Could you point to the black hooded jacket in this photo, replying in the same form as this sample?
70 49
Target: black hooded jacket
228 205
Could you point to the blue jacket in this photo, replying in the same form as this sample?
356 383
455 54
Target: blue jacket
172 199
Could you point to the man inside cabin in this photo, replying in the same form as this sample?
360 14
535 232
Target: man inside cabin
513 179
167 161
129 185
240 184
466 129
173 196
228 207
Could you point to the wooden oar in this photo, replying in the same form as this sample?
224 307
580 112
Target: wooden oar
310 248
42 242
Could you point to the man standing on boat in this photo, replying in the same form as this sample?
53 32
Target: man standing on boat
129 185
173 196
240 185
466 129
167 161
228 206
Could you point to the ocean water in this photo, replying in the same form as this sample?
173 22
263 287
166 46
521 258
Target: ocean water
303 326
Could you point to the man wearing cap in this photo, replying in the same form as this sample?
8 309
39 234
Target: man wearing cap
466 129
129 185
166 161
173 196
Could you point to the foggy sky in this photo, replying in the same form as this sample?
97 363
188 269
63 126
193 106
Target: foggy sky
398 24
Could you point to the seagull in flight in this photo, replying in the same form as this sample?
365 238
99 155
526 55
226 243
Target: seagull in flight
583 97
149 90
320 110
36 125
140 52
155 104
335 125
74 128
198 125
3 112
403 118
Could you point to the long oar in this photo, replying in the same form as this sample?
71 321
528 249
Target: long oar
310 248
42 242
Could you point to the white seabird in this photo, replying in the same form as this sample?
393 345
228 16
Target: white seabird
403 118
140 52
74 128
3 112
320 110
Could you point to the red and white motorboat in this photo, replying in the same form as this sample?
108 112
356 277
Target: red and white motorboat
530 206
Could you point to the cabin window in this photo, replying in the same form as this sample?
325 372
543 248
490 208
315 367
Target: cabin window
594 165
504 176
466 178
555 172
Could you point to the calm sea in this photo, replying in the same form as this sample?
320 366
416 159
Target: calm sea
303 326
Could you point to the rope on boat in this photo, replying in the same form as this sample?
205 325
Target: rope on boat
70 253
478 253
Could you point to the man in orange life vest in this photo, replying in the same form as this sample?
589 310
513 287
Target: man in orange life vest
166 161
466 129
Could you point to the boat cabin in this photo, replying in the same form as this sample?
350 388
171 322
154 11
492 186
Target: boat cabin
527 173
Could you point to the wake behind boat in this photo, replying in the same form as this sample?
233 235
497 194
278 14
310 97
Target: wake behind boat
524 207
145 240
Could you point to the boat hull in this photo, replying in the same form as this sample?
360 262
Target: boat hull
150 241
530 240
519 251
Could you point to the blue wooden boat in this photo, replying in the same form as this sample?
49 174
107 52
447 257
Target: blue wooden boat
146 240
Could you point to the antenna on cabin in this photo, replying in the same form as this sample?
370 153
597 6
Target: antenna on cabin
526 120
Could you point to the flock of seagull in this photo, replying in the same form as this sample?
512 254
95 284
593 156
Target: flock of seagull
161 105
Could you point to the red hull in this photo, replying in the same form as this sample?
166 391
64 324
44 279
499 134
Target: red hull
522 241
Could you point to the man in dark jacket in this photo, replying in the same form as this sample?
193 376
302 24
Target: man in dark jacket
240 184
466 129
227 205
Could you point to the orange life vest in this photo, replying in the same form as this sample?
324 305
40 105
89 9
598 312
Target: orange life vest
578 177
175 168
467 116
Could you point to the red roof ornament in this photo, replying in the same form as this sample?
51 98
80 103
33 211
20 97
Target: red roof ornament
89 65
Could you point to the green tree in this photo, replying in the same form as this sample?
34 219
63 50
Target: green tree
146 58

Task brief -
Rewrite the data from the line with "Could you point to the green" through the end, swapping "green tree" for "pine tree" and leaving everything else unchanged.

Solution for this exercise -
Could you point to the pine tree in this photo, replying in the same form as this sample?
34 219
63 50
Target: pine tree
146 58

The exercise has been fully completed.